[Exercise description] Convert the items below into a JSON list of strings, with one string per line and blank lines omitted. Leave the pictures out of the result.
— Start Records for processing —
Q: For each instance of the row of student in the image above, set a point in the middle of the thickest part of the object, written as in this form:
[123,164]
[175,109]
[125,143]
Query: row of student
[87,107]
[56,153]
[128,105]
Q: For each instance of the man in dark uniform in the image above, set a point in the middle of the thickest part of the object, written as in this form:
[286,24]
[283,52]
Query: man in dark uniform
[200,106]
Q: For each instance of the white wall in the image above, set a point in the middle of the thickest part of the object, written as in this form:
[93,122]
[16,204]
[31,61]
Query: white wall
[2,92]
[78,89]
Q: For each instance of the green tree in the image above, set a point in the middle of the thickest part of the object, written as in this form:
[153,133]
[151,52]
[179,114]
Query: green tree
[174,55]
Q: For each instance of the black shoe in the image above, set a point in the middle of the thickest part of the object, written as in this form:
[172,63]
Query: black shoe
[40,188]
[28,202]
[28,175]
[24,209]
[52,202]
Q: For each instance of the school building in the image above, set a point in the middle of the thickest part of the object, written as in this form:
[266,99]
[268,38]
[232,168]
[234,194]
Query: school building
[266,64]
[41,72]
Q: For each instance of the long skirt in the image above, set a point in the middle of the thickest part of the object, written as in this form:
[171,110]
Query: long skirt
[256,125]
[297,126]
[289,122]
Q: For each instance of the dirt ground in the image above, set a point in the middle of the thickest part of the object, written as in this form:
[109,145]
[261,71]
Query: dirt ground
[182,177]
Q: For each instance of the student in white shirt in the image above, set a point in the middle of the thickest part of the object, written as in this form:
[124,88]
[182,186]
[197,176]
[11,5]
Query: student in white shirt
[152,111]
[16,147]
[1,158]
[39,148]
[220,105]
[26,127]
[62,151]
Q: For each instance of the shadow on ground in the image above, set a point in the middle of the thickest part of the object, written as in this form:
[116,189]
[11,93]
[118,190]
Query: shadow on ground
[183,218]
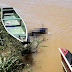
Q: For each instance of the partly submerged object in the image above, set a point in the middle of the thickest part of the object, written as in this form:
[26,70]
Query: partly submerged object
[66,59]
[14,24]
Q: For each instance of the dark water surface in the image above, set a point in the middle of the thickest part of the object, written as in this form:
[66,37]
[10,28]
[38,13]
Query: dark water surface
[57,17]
— End Records for processing —
[Exercise output]
[
  "Q: For each instance of the row of student in the image above, set a point in the middle of the thickest part of the object, written as in this form:",
  "[123,164]",
  "[175,109]",
  "[125,143]",
  "Query: row of student",
  "[87,107]",
  "[56,153]",
  "[128,105]",
  "Q: For each instance of the man in dark uniform in the image above, set a point in the middle of the thickest part of the object, written as in this form:",
  "[286,24]",
  "[283,52]",
  "Query: man in dark uniform",
  "[200,106]",
  "Q: For each instance of the white wall in the image above, set a point in the middle of the thickest part of the object, written as in this form:",
  "[93,122]",
  "[16,204]",
  "[31,61]",
  "Query: white wall",
  "[2,92]",
  "[78,89]",
  "Q: For each instance of the green tree in the image above, set a point in the middle of the thickest part of the object, written as in this form:",
  "[153,133]",
  "[151,52]",
  "[179,114]",
  "Query: green tree",
  "[174,55]",
  "Q: For each instance of the black shoe in the image above, set a point in the middle of the thickest part of the object, written as in this form:",
  "[172,63]",
  "Query: black shoe",
  "[40,188]",
  "[28,202]",
  "[28,175]",
  "[24,209]",
  "[52,202]",
  "Q: For each instance of the school building in the image above, set a point in the middle of the thickest part of the object, written as in this form:",
  "[266,99]",
  "[268,38]",
  "[232,168]",
  "[234,194]",
  "Query: school building",
  "[266,64]",
  "[41,72]",
  "Q: For each instance of the long skirt in the image above, set a point in the middle of the thickest part of the object, written as in this form:",
  "[171,110]",
  "Query: long skirt",
  "[256,125]",
  "[297,126]",
  "[289,122]",
  "Q: For each instance of the dirt ground in the image above, set a point in the middle of the thickest part of the object, written as in this form:",
  "[109,145]",
  "[261,71]",
  "Query: dirt ground",
  "[182,177]",
  "Q: For each instance of the student in white shirt in the image above, set a point in the middle of the thickest part of the object, written as in this form:",
  "[124,88]",
  "[182,186]",
  "[197,176]",
  "[11,5]",
  "Query: student in white shirt",
  "[152,111]",
  "[16,147]",
  "[1,158]",
  "[39,148]",
  "[220,105]",
  "[26,127]",
  "[62,151]",
  "Q: For each instance of the shadow on ground in the image above, set a point in the middle of the thickest part of the object, written as in this form:",
  "[116,189]",
  "[11,93]",
  "[118,190]",
  "Query: shadow on ground",
  "[183,218]",
  "Q: For each instance of the partly submerged object in the image above, set a point in the middle of the thickest part of the object, written as in this form:",
  "[26,70]",
  "Query: partly submerged object",
  "[66,59]",
  "[14,24]",
  "Q: For each instance of the dark water surface in the image above, set a point in the middle of the thickest part of the object, written as in this form:",
  "[66,37]",
  "[10,28]",
  "[38,13]",
  "Query: dark water surface",
  "[57,17]"
]